▶ **Activity**: In the forwarded article on extending yeast lifespan, which two genes did Longo's group knock out?

▶ **Document excerpt**:
****

I've been following Valter Longo's work on fasting as a way to reduce
chemotherapy side effects while improving its effectiveness. His work
in that area was an outgrowth of his longevity research, including the
effects to calorie restriction.
---------- Forwarded message ----------
From: Eugen Leitl <
eu...@leitl.org>
Date: Mon, Jan 28, 2013 at 4:48 PM
Subject: [tt] Geneticists Discover a Way to Extend Lifespans to 800 Years
To:
t...@postbiota.org,
bio...@postbiota.org
http://io9.com/345728/geneticists-discover-a-way-to-extend-lifespans-to-800-%20years
Geneticists Discover a Way to Extend Lifespans to 800 Years
There is now a way to extend the lifespan of organisms so that humans could
conceivably live to be 800 years old. In an amazing development, scientists
at the University of Southern California have announced that they've extended
the lifespan of yeast bacteria tenfold — and the recipe they used to do it
might easily translate into humans. It involves tinkering with two genes, and
cutting down your calorie intake. Tests have already started on people in
Ecuador.
According to an announcement from PLoS Genetics:
Researchers have created baker's yeast capable of living to 800 in yeast
years without apparent side effects. The basic but important discovery,
achieved through a combination of dietary and genetic changes, brings
scientists closer to controlling the survival and health of the unit of all
living systems: the cell. "We're setting the foundation for reprogramming
healthy life," says study leader Valter Longo of the University of Southern
California.
Longo's group put baker's yeast on a calorie-restricted diet and knocked out
two genes - RAS2 and SCH9 - that promote aging in yeast and cancer in humans.
"We got a 10-fold life span extension that is, I think, the longest one that
has ever been achieved in any organism," Longo says. Normal yeast organisms
live about a week.
"I would say 10-fold is pretty significant," says Anna McCormick, chief of
the genetics and cell biology branch at the National Institute on Aging (NIA)
and Longo's program officer. The NIA funds such research in the hope of
extending healthy life span in humans through the development of drugs that
mimic the life-prolonging techniques used by Longo and others, McCormick
adds.
Baker's yeast is one of the most studied and best understood organisms at the
molecular and genetic level. Remarkably, in light of its simplicity, yeast
has led to the discovery of some of the most important genes and pathways
regulating aging and disease in mice and other mammals.
Longo's group next plans to further investigate life span extension in mice.
The group is already studying a human population in Ecuador with mutations
analogous to those described in yeast.

****

Lines drawn from a dataset
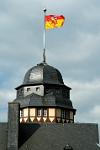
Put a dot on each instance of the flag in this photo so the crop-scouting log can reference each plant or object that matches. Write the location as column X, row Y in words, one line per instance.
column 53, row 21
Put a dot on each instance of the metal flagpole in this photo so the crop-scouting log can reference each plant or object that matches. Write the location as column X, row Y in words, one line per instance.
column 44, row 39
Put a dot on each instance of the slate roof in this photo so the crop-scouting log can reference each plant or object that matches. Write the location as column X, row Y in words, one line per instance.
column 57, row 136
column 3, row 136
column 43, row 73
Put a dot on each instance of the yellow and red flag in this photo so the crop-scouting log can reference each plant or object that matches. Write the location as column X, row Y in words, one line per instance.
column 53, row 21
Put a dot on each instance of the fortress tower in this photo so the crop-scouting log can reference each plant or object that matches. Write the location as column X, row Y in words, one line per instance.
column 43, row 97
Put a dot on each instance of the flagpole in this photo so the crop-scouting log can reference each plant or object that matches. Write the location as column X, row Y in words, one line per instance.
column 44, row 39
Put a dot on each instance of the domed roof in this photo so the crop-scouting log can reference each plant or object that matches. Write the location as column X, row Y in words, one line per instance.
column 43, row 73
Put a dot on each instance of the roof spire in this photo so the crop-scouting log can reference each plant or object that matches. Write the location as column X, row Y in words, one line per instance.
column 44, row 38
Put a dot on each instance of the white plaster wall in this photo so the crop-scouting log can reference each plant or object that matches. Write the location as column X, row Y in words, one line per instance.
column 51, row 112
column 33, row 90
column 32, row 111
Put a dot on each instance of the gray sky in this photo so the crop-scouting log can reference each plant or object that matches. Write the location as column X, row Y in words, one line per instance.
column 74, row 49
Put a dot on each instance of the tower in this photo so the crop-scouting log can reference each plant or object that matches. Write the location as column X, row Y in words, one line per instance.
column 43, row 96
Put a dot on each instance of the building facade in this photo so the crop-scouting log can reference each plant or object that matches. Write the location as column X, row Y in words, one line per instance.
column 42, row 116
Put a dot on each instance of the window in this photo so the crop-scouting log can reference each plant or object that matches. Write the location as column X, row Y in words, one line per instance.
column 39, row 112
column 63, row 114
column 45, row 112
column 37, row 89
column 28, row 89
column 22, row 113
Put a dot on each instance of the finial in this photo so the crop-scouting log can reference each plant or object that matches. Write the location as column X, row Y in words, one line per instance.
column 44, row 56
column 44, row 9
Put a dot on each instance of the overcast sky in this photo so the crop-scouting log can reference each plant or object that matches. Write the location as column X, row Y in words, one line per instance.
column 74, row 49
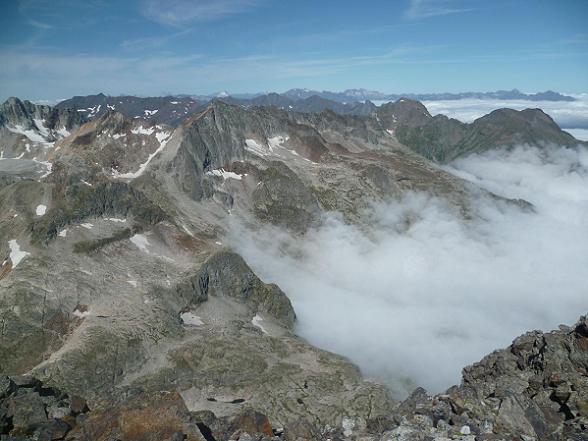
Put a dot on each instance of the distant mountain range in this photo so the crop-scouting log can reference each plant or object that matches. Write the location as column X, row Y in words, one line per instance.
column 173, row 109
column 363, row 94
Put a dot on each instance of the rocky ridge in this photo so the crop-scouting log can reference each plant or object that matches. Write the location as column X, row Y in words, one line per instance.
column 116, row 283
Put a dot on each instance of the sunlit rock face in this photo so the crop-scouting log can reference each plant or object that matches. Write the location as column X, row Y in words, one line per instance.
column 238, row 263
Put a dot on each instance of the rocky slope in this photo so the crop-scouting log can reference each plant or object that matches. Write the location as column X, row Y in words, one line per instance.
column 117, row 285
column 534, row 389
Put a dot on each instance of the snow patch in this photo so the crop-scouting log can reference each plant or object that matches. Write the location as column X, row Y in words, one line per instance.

****

▶ **Answer area**: RAS2 and SCH9.